**AUFGABEN**
1/ Kopiere aus dem Text über die Allofs-Meldung die Passage, die mit „Von Zeit zu“ anfängt und sich bis „leidet. Eine Chronologie.“ erstreckt, Wort für Wort.
2/ Setze den Text über die Allofs-Meldung im Anschluss an seinen letzten Satz fort.

**TEXTBLOCK**

Von Zeit zu Zeit werden hier nun auch externe Autoren zu Wort kommen. Den Anfang macht Jörn Schweichler (30), Medien- und Kulturwissenschaftler, der als freier Sportjournalist u.a. für den Sport Informations Dienst arbeitet und auf 500 Wörter über Fußball bloggt.
Die Meldung im Gewand eines Hintergrundberichts, dass Werder Bremens Geschäftsführer Klaus Allofs kurz vor einem Wechsel zum Ligakonkurrenten VfL Wolfsburg stehen würde, kam gestern gegen 14.45 Uhr und sie traf die (Online-)Medien und den Rest des Internets mit voller Wucht.
Was nun folgt, hat gefühlt nur noch wenig mit hochwertigem Journalismus zu tun. Deshalb ist die Meldung des möglichen Allofs-Wechsels auch ein Lehrstück darüber, dass bei der Jagd nach Exklusivität und Aufmerksamkeit vor allem die Sorgfalt leidet. Eine Chronologie.
Die Onlineausgabe der „Welt“ berichtete, dass Allofs sich offenbar beruflich neu orientieren wolle, der Wechsel zum Nordkonkurrenten könne „offenbar schon zur Winterpause“ erfolgen. Als Quelle für ihre Informationen gaben die Autoren (Lars Wallrodt und Kai Niels Bogena) eigene Recherchen an. In dem Text heißt es:
Offiziell bestätigen kann und will das noch niemand, denn die Verträge sind noch nicht unterschrieben. Ein Bremer Vereinsverantwortlicher, der namentlich nicht genannt werden möchte, sagte der “Welt”: “Wir werden Allofs keine Steine in den Weg legen, wenn er gehen möchte.”
Nachdem zunächst niemand auf die Geschichte angesprungen war, veröffentlichten die Onlineausgaben der „Wolfsburger Allgemeine Zeitung“ und des „kicker“ je eine Meldung, deren Informationen ebenfalls auf eigenen Recherchen beruhten. Die WAZ berichtete sogar, dass „zwischen dem VfL und Allofs grundsätzliche Einigkeit“ bestehe, Verträge seien aber noch nicht unterschrieben. Genaueres blieb unklar.

**DATENSATZ**

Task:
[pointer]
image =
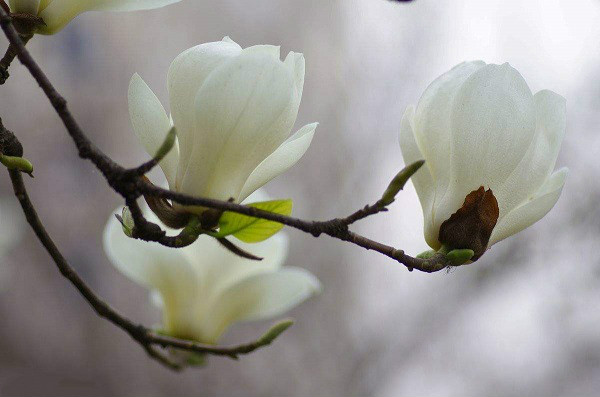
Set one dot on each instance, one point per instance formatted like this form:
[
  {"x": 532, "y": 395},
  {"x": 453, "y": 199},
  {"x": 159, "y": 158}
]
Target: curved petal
[
  {"x": 296, "y": 64},
  {"x": 432, "y": 121},
  {"x": 422, "y": 180},
  {"x": 221, "y": 268},
  {"x": 493, "y": 124},
  {"x": 151, "y": 124},
  {"x": 159, "y": 268},
  {"x": 539, "y": 161},
  {"x": 533, "y": 210},
  {"x": 186, "y": 75},
  {"x": 260, "y": 297},
  {"x": 24, "y": 6},
  {"x": 282, "y": 159},
  {"x": 245, "y": 110},
  {"x": 57, "y": 13}
]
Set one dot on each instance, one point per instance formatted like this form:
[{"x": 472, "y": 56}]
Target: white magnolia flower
[
  {"x": 233, "y": 110},
  {"x": 204, "y": 288},
  {"x": 13, "y": 226},
  {"x": 478, "y": 126},
  {"x": 57, "y": 13}
]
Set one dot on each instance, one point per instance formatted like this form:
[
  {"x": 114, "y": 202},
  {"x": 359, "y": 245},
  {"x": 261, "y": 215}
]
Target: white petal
[
  {"x": 245, "y": 110},
  {"x": 159, "y": 268},
  {"x": 272, "y": 50},
  {"x": 493, "y": 124},
  {"x": 57, "y": 13},
  {"x": 539, "y": 161},
  {"x": 432, "y": 121},
  {"x": 151, "y": 124},
  {"x": 186, "y": 75},
  {"x": 24, "y": 6},
  {"x": 262, "y": 296},
  {"x": 422, "y": 180},
  {"x": 282, "y": 159},
  {"x": 532, "y": 211}
]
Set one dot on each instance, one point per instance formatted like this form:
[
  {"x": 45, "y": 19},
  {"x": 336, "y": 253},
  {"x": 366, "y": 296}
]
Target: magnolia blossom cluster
[
  {"x": 203, "y": 289},
  {"x": 490, "y": 147},
  {"x": 233, "y": 110},
  {"x": 57, "y": 13}
]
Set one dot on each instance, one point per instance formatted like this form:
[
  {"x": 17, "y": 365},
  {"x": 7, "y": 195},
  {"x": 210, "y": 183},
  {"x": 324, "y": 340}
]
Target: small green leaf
[
  {"x": 253, "y": 230},
  {"x": 126, "y": 220},
  {"x": 460, "y": 256},
  {"x": 167, "y": 145},
  {"x": 17, "y": 163},
  {"x": 196, "y": 359}
]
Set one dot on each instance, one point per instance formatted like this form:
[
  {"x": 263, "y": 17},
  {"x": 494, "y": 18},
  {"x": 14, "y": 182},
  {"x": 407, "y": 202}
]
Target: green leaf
[
  {"x": 399, "y": 181},
  {"x": 253, "y": 230}
]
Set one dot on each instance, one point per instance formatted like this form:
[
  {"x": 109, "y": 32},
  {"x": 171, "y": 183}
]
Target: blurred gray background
[{"x": 524, "y": 320}]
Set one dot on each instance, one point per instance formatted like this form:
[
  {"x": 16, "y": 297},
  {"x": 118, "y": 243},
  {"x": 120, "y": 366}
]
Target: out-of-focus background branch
[{"x": 522, "y": 320}]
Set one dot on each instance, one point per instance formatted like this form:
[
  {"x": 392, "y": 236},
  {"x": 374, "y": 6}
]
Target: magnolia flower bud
[
  {"x": 233, "y": 110},
  {"x": 203, "y": 289},
  {"x": 57, "y": 13},
  {"x": 490, "y": 147}
]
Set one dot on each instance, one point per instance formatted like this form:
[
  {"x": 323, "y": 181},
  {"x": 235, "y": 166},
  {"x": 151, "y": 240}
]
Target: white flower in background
[
  {"x": 204, "y": 288},
  {"x": 479, "y": 127},
  {"x": 57, "y": 13},
  {"x": 233, "y": 110}
]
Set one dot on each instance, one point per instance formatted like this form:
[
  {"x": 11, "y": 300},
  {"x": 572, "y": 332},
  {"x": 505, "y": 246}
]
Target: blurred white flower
[
  {"x": 203, "y": 288},
  {"x": 479, "y": 127},
  {"x": 57, "y": 13},
  {"x": 233, "y": 110},
  {"x": 13, "y": 223}
]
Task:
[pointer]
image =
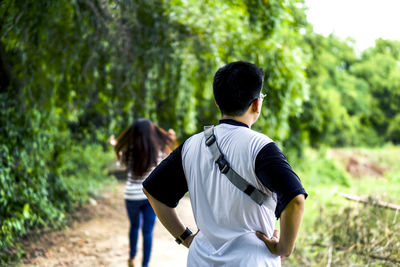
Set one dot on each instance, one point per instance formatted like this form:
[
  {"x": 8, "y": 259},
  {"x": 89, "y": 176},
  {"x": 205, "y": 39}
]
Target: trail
[{"x": 100, "y": 238}]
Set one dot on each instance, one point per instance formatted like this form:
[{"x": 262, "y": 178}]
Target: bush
[
  {"x": 43, "y": 174},
  {"x": 358, "y": 235}
]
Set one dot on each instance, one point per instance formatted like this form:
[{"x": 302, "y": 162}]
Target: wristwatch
[{"x": 183, "y": 236}]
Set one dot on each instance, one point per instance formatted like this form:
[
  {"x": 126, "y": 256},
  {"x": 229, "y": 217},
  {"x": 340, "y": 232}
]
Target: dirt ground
[{"x": 100, "y": 238}]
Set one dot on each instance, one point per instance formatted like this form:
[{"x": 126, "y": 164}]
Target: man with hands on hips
[{"x": 238, "y": 181}]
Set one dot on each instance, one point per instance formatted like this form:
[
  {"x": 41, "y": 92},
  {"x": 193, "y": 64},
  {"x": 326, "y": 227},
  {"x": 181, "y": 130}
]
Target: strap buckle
[
  {"x": 210, "y": 140},
  {"x": 222, "y": 164}
]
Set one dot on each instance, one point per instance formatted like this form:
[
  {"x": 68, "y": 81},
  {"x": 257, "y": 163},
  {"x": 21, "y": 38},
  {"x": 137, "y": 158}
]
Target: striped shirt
[{"x": 133, "y": 186}]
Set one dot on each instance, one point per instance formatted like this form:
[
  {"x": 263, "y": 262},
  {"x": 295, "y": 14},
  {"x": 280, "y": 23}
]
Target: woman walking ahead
[{"x": 143, "y": 146}]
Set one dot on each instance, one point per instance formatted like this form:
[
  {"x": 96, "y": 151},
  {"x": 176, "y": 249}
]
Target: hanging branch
[{"x": 378, "y": 203}]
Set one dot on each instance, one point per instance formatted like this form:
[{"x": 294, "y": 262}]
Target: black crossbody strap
[{"x": 256, "y": 195}]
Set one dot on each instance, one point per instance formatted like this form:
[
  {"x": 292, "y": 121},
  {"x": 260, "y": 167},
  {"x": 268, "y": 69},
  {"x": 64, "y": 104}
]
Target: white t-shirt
[{"x": 227, "y": 217}]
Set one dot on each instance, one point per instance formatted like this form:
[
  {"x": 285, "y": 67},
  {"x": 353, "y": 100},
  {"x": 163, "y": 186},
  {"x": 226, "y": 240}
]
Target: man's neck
[{"x": 243, "y": 119}]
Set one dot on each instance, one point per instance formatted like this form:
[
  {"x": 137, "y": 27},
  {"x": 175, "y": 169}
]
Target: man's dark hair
[{"x": 236, "y": 85}]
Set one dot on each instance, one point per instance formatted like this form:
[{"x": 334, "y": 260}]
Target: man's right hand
[{"x": 271, "y": 243}]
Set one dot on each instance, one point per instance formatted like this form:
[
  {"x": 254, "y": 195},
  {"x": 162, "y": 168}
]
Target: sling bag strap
[{"x": 259, "y": 197}]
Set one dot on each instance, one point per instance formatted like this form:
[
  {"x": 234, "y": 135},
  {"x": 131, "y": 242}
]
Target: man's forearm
[
  {"x": 167, "y": 216},
  {"x": 289, "y": 225}
]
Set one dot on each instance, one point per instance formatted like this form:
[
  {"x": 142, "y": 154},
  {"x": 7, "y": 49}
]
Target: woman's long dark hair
[{"x": 141, "y": 144}]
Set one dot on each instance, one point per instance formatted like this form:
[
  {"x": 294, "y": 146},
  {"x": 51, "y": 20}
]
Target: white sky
[{"x": 363, "y": 20}]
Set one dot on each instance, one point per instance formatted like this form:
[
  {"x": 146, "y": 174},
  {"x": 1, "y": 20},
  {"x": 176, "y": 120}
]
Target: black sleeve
[
  {"x": 167, "y": 182},
  {"x": 274, "y": 171}
]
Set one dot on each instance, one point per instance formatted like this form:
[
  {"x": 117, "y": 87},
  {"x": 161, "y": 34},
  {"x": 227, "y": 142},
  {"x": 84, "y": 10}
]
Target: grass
[{"x": 327, "y": 173}]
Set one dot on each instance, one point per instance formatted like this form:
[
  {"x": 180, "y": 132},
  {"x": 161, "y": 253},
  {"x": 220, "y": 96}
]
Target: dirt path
[{"x": 101, "y": 239}]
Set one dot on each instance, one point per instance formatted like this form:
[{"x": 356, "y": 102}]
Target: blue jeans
[{"x": 141, "y": 215}]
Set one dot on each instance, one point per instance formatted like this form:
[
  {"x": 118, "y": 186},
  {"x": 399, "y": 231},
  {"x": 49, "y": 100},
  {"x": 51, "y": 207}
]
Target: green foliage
[
  {"x": 317, "y": 169},
  {"x": 42, "y": 174},
  {"x": 343, "y": 232},
  {"x": 357, "y": 235}
]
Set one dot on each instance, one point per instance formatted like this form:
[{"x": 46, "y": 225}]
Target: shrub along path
[{"x": 99, "y": 237}]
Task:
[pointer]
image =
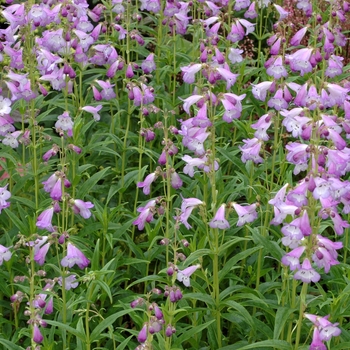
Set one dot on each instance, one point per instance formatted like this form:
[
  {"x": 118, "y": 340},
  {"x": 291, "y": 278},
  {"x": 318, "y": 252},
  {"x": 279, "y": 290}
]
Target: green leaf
[
  {"x": 67, "y": 328},
  {"x": 278, "y": 344},
  {"x": 23, "y": 228},
  {"x": 10, "y": 345},
  {"x": 91, "y": 182},
  {"x": 189, "y": 333},
  {"x": 243, "y": 313},
  {"x": 96, "y": 333},
  {"x": 281, "y": 318}
]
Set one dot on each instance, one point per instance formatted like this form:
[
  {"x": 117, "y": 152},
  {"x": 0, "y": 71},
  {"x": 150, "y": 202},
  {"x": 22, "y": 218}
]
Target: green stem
[
  {"x": 293, "y": 304},
  {"x": 87, "y": 319},
  {"x": 301, "y": 313}
]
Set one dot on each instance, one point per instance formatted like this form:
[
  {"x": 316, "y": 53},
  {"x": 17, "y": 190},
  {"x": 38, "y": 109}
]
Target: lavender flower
[
  {"x": 4, "y": 196},
  {"x": 94, "y": 111},
  {"x": 5, "y": 254},
  {"x": 82, "y": 208},
  {"x": 44, "y": 220},
  {"x": 184, "y": 275},
  {"x": 245, "y": 214},
  {"x": 219, "y": 220},
  {"x": 70, "y": 282},
  {"x": 74, "y": 256}
]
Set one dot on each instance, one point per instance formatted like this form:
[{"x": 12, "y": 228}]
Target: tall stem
[{"x": 301, "y": 312}]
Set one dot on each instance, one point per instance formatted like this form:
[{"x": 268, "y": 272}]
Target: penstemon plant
[{"x": 174, "y": 174}]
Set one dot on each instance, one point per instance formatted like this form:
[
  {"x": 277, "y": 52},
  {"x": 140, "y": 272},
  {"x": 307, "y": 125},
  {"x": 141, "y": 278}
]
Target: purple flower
[
  {"x": 44, "y": 220},
  {"x": 233, "y": 106},
  {"x": 300, "y": 61},
  {"x": 184, "y": 275},
  {"x": 146, "y": 214},
  {"x": 5, "y": 254},
  {"x": 191, "y": 163},
  {"x": 291, "y": 259},
  {"x": 82, "y": 208},
  {"x": 282, "y": 12},
  {"x": 40, "y": 254},
  {"x": 70, "y": 282},
  {"x": 228, "y": 76},
  {"x": 261, "y": 127},
  {"x": 298, "y": 36},
  {"x": 236, "y": 33},
  {"x": 306, "y": 273},
  {"x": 176, "y": 181},
  {"x": 148, "y": 65},
  {"x": 260, "y": 90},
  {"x": 146, "y": 184},
  {"x": 94, "y": 111},
  {"x": 142, "y": 336},
  {"x": 107, "y": 92},
  {"x": 323, "y": 258},
  {"x": 235, "y": 55},
  {"x": 219, "y": 220},
  {"x": 276, "y": 69},
  {"x": 317, "y": 343},
  {"x": 37, "y": 336},
  {"x": 64, "y": 123},
  {"x": 251, "y": 12},
  {"x": 74, "y": 256},
  {"x": 245, "y": 214},
  {"x": 190, "y": 71},
  {"x": 278, "y": 102},
  {"x": 4, "y": 196},
  {"x": 335, "y": 66},
  {"x": 251, "y": 150}
]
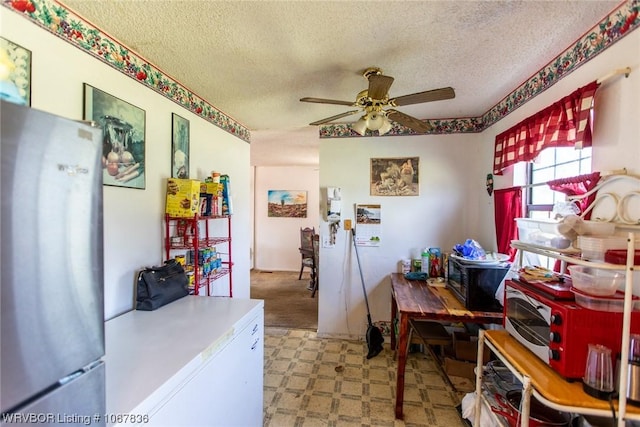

**ERGEBNISSE JE AUFGABE**
1/
Von Zeit zu Zeit werden hier nun auch externe Autoren zu Wort kommen. Den Anfang macht Jörn Schweichler (30), Medien- und Kulturwissenschaftler, der als freier Sportjournalist u.a. für den Sport Informations Dienst arbeitet und auf 500 Wörter über Fußball bloggt.
Die Meldung im Gewand eines Hintergrundberichts, dass Werder Bremens Geschäftsführer Klaus Allofs kurz vor einem Wechsel zum Ligakonkurrenten VfL Wolfsburg stehen würde, kam gestern gegen 14.45 Uhr und sie traf die (Online-)Medien und den Rest des Internets mit voller Wucht.
Was nun folgt, hat gefühlt nur noch wenig mit hochwertigem Journalismus zu tun. Deshalb ist die Meldung des möglichen Allofs-Wechsels auch ein Lehrstück darüber, dass bei der Jagd nach Exklusivität und Aufmerksamkeit vor allem die Sorgfalt leidet. Eine Chronologie.

2/
In Bremen ließ sich unterdessen Werder-Präsident Klaus-Dieter Fischer bei „kreiszeitung.de“ zitieren, dass man in der Geschäftsführung nichts über derartige Absichten des Kollegen wisse und fügte an: „Bei dem Verhältnis, das wir untereinander pflegen, wüssten wir so etwas.“
Statt einer offiziellen Stellungnahme des Vereins oder zusätzlichen Informationen seitens der „Welt“, erschienen weitere Berichte u.a. bei den Online-Ablegern von Spiegel, der Süddeutschen Zeitung und der Frankfurter Allgemeinen Zeitung (dpa-Bericht). Neue Informationen zum Sachverhalt lieferte keiner der Texte, die sich im Kern auf die Inhalte der „Welt“ bezogen.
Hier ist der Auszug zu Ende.